— EXERCISE —
Reproduce every one of the following records word for word.

— INFORMATION GIVEN —
======

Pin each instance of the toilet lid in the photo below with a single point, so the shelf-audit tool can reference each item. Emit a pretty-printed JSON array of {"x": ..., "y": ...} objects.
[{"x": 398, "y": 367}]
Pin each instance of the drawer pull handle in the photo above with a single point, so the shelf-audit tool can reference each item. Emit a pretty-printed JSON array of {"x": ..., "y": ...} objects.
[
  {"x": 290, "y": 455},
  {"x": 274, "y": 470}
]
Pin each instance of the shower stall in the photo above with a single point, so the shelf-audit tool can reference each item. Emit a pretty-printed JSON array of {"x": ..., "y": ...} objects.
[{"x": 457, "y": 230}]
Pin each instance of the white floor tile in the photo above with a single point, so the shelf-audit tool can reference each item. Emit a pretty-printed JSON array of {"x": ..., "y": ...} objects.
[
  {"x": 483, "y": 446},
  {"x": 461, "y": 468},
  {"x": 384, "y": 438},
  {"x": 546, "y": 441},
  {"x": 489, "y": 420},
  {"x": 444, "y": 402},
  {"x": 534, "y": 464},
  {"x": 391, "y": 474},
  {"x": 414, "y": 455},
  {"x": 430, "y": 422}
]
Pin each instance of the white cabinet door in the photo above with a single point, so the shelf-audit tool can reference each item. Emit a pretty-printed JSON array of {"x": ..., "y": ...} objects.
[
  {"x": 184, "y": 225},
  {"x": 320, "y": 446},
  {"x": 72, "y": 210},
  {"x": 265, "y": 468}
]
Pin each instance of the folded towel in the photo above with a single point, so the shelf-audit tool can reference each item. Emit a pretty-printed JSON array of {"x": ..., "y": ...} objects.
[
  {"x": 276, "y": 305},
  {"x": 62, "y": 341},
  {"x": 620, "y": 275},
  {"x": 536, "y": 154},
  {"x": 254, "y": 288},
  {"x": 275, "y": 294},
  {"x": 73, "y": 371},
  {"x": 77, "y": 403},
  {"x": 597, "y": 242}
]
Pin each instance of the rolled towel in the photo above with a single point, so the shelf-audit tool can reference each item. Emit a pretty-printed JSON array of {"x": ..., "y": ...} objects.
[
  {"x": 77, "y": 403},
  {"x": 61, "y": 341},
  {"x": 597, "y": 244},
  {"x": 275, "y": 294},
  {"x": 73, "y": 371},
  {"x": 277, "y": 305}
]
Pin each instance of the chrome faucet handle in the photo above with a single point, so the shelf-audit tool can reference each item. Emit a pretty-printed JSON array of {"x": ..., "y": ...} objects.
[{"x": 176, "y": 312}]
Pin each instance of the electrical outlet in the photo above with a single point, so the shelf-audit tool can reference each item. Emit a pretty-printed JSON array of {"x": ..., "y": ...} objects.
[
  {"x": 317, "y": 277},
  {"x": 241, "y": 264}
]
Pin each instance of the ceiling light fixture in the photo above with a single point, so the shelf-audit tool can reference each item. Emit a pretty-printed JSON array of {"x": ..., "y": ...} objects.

======

— TASK OUTPUT —
Pin each instance of the toilet lid in the photo below with a single point, so the shelf-audit tool can reference each item. Emit a pretty-printed JSON array of {"x": ..., "y": ...} objects.
[{"x": 398, "y": 367}]
Pin each instance of the drawer pull handle in the photo above with a single point, so the shelf-audit tool can reference each item. Emit a pretty-printed JSON array of {"x": ..., "y": ...} objects.
[
  {"x": 290, "y": 455},
  {"x": 274, "y": 470}
]
Pin each instance of the shower stall in the photo above with a single point, so the shelf-audit tool can reference each item. Emit a pretty-printed JSON array of {"x": ..., "y": ...} objects.
[{"x": 457, "y": 230}]
Pin each instance of the white floor tile in the photo above with a single point, so the shelf-audit tool can reference each item. Emit a pretty-printed JSON array of {"x": ..., "y": ...} objects.
[
  {"x": 483, "y": 446},
  {"x": 461, "y": 468},
  {"x": 384, "y": 438},
  {"x": 546, "y": 441},
  {"x": 489, "y": 420},
  {"x": 444, "y": 402},
  {"x": 534, "y": 464},
  {"x": 391, "y": 474},
  {"x": 414, "y": 455},
  {"x": 430, "y": 422}
]
Pin each instance of the white cabinet door in the photo above with a single point, so the shelf-audit tool can reference each item. Emit a pretty-printed JSON array of {"x": ..., "y": ...} objects.
[
  {"x": 184, "y": 225},
  {"x": 320, "y": 446},
  {"x": 72, "y": 210},
  {"x": 265, "y": 468}
]
Pin each instance of the folded towel in the photo above with a single point, so the shelf-audit tool can reference each item. Emit a pretty-printed JSON array of {"x": ..., "y": ...} objects.
[
  {"x": 276, "y": 305},
  {"x": 62, "y": 341},
  {"x": 620, "y": 275},
  {"x": 536, "y": 154},
  {"x": 254, "y": 288},
  {"x": 275, "y": 294},
  {"x": 73, "y": 371},
  {"x": 77, "y": 403},
  {"x": 597, "y": 242}
]
Pin each instance of the rolled towel in the photo above with a single point, so the shelf-audit tool can reference each item. Emit a pretty-printed JSON array of {"x": ..., "y": ...} objects.
[
  {"x": 77, "y": 403},
  {"x": 61, "y": 341},
  {"x": 597, "y": 244},
  {"x": 275, "y": 294},
  {"x": 73, "y": 371},
  {"x": 277, "y": 305}
]
Pin each instance of the chrome faucet handle in the photo above with a single point, so the shelf-audit tool can reference each item. Emit a pretty-printed JSON array of {"x": ..., "y": ...} objects.
[{"x": 176, "y": 312}]
Pin each instance of the electrical outlet in the photo above with a single point, so the shelf-audit tool can reference each item. Emit a pretty-printed JSON array of {"x": ..., "y": ...} objects.
[
  {"x": 317, "y": 277},
  {"x": 241, "y": 264}
]
Pin each instance of the ceiling light fixture in the photo above with a single point, so the shelf-audit tool can reference each item. Emit a pretty-printed JSON array of {"x": ..., "y": ...} objects.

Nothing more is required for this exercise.